* Requirement
A word-for-word restatement of the data is what is needed.

* Data for processing
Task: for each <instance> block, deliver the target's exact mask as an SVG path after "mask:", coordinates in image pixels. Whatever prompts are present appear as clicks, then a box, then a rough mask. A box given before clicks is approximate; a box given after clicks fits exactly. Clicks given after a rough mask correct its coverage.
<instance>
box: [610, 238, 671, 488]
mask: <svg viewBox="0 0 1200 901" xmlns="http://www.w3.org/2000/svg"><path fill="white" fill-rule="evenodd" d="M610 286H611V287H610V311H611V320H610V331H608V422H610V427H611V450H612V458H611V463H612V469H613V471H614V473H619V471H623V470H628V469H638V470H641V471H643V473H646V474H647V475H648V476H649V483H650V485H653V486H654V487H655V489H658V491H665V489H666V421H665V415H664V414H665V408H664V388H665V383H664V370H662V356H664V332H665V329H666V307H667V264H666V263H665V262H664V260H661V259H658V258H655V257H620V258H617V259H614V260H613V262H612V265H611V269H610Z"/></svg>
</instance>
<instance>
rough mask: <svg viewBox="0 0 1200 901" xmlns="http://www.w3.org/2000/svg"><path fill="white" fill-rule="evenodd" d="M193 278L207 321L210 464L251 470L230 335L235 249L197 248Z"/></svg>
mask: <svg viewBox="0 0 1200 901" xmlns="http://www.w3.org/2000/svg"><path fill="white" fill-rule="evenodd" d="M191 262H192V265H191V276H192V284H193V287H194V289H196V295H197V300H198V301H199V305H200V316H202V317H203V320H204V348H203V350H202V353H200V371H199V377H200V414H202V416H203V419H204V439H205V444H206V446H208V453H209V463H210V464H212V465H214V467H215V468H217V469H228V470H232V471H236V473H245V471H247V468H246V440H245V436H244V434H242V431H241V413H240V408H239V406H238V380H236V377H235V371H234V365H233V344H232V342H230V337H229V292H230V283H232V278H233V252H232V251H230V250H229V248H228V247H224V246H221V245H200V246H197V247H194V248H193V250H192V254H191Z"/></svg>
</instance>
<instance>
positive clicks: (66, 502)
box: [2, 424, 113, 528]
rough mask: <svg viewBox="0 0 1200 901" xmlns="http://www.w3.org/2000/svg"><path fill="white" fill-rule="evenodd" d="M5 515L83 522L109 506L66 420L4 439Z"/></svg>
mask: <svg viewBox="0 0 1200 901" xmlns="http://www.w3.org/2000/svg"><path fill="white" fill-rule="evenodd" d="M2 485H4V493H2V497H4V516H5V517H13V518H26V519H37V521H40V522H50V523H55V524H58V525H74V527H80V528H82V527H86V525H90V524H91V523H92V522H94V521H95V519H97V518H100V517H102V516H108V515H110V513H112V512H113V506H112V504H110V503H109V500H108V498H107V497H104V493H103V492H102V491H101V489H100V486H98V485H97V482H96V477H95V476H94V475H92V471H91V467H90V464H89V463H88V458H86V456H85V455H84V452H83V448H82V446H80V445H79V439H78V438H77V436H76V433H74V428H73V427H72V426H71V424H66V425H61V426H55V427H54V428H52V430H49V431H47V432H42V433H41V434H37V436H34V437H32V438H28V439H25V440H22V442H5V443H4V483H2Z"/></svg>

* Result
Task: for each <instance> block, deliver the target's exact mask as an SVG path after "mask:", coordinates in image pixels. Whatever prompts are present appear as clicks, then a box, then a rough mask. A box given before clicks is approximate; a box given after clicks fits exactly. Clicks given after a rough mask correct its coverage.
<instance>
box: [610, 238, 671, 488]
mask: <svg viewBox="0 0 1200 901" xmlns="http://www.w3.org/2000/svg"><path fill="white" fill-rule="evenodd" d="M610 286H611V287H610V311H611V320H610V331H608V422H610V427H611V450H612V458H611V463H612V469H613V471H614V473H619V471H623V470H628V469H638V470H641V471H643V473H646V474H647V475H648V476H649V483H650V485H653V486H654V487H655V489H658V491H665V489H666V421H665V415H664V414H665V408H664V388H665V383H664V370H662V356H664V332H665V329H666V307H667V264H666V263H665V262H664V260H661V259H658V258H655V257H620V258H617V259H614V260H613V262H612V265H611V269H610Z"/></svg>
</instance>
<instance>
rough mask: <svg viewBox="0 0 1200 901" xmlns="http://www.w3.org/2000/svg"><path fill="white" fill-rule="evenodd" d="M193 278L207 321L210 464L251 470L230 335L235 249L197 248Z"/></svg>
mask: <svg viewBox="0 0 1200 901" xmlns="http://www.w3.org/2000/svg"><path fill="white" fill-rule="evenodd" d="M191 262H192V265H191V276H192V284H193V287H194V289H196V295H197V300H198V301H199V305H200V316H202V317H203V320H204V348H203V350H202V353H200V371H199V377H200V414H202V416H203V419H204V439H205V444H206V446H208V453H209V463H210V464H212V465H214V467H215V468H217V469H228V470H232V471H236V473H245V471H247V468H246V440H245V436H244V434H242V431H241V413H240V408H239V406H238V380H236V377H235V371H234V365H233V344H232V342H230V337H229V292H230V283H232V278H233V252H232V251H230V250H229V248H228V247H224V246H221V245H200V246H197V247H194V248H193V250H192V254H191Z"/></svg>
</instance>
<instance>
positive clicks: (66, 502)
box: [2, 424, 113, 528]
rough mask: <svg viewBox="0 0 1200 901" xmlns="http://www.w3.org/2000/svg"><path fill="white" fill-rule="evenodd" d="M5 515L83 522L109 506L66 420L4 439Z"/></svg>
mask: <svg viewBox="0 0 1200 901" xmlns="http://www.w3.org/2000/svg"><path fill="white" fill-rule="evenodd" d="M2 485H4V493H2V497H4V516H5V517H13V518H26V519H37V521H40V522H50V523H55V524H58V525H74V527H80V528H82V527H86V525H90V524H91V523H92V522H94V521H95V519H97V518H100V517H102V516H108V515H110V513H112V512H113V506H112V504H110V503H109V500H108V498H107V497H104V493H103V492H102V491H101V489H100V486H98V485H97V482H96V477H95V476H94V475H92V471H91V467H90V464H89V463H88V458H86V456H85V455H84V452H83V448H82V446H80V445H79V439H78V438H77V436H76V433H74V428H73V427H72V426H71V424H66V425H61V426H55V427H54V428H52V430H49V431H47V432H42V433H41V434H37V436H34V437H32V438H28V439H25V440H22V442H5V443H4V483H2Z"/></svg>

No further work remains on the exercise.